• [WHAT THE TASK ASKS] Copy the rows below word for word, starting at the line that contains "the green bush" and ending with the last line of the rows.
* * * *
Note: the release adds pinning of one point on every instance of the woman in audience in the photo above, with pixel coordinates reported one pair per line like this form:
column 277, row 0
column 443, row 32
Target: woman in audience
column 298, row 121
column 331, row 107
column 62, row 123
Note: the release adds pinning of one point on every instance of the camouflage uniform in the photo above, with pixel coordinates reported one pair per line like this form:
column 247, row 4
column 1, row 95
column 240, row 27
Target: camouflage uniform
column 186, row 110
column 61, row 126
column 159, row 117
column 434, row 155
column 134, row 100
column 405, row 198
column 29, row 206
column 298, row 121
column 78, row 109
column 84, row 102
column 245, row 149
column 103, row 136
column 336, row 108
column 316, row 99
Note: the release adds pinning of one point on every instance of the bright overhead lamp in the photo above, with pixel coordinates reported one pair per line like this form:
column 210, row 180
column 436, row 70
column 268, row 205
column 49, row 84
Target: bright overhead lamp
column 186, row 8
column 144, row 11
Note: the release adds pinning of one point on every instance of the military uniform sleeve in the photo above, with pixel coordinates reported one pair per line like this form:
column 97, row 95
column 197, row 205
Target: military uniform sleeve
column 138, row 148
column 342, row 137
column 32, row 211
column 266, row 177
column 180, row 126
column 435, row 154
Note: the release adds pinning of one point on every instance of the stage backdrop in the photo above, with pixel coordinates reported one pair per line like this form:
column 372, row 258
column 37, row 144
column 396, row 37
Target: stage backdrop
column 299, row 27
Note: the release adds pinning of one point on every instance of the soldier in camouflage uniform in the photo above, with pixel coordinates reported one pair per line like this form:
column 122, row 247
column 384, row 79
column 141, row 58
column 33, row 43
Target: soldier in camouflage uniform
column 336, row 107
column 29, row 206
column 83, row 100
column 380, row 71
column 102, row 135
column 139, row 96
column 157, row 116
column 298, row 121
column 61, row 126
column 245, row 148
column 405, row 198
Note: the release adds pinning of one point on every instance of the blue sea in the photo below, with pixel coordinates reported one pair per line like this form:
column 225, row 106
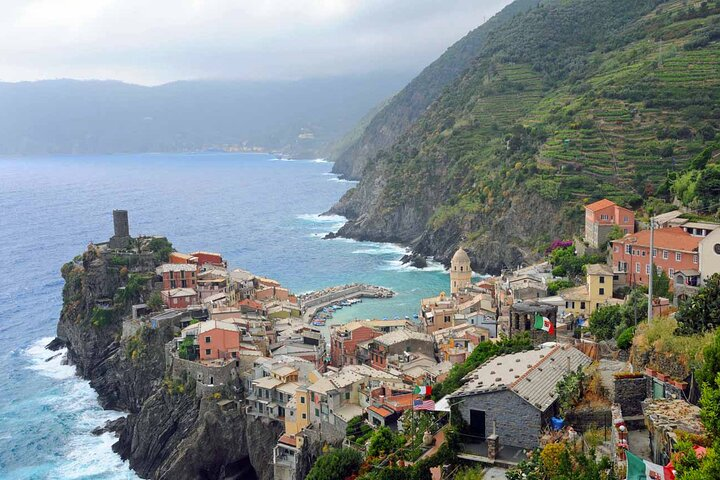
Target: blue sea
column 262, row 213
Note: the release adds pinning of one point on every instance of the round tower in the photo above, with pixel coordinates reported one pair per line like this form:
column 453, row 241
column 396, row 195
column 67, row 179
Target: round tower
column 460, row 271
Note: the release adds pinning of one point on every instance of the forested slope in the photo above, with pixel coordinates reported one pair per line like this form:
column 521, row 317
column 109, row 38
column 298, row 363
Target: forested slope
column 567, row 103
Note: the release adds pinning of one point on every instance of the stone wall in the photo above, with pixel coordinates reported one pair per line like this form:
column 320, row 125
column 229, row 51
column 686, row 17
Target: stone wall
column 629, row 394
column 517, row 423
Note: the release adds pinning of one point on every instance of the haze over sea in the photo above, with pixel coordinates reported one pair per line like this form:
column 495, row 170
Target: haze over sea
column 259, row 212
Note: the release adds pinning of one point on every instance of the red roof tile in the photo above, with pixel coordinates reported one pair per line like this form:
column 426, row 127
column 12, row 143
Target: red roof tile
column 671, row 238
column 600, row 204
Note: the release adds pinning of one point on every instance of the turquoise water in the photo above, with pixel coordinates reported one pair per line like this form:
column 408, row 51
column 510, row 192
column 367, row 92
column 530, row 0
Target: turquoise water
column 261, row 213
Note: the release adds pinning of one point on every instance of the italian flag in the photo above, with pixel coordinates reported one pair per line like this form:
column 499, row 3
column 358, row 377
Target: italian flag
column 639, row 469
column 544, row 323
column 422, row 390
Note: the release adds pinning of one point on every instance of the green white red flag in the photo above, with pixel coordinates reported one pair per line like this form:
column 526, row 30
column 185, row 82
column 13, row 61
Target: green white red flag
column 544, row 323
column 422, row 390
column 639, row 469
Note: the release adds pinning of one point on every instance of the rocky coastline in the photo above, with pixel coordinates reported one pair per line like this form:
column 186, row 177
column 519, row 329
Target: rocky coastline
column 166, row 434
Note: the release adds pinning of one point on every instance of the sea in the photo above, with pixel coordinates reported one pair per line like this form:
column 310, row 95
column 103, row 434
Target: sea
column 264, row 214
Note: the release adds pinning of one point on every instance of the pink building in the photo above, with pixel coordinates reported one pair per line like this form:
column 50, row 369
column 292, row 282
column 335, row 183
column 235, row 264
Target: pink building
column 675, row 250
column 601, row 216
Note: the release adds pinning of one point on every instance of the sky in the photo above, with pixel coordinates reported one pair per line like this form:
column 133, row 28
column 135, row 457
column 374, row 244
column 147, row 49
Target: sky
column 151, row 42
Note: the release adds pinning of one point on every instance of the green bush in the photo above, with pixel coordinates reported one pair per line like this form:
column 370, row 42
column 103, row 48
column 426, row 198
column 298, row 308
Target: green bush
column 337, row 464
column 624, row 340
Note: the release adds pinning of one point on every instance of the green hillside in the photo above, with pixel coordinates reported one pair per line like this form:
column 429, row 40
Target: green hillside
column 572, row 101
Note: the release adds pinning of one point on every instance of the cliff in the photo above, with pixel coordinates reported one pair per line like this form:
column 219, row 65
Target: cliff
* * * *
• [TASK SOLUTION]
Note: the release adds pinning of one point on every instance of the green bush in the photo above, with pixel coordinates reported one pair per line like this form:
column 370, row 42
column 103, row 48
column 426, row 198
column 298, row 308
Target: green bush
column 337, row 464
column 624, row 340
Note: the release adds pinning of one point on every instance of the green hillside in the photo above, with pixel coordinates reported one pair per line like this form:
column 429, row 40
Target: green hillside
column 572, row 101
Note: the release adds pinning of one point on every instance of the cliff in the photo above, with pixel coordinates reported one pair per line like this form:
column 219, row 65
Target: cliff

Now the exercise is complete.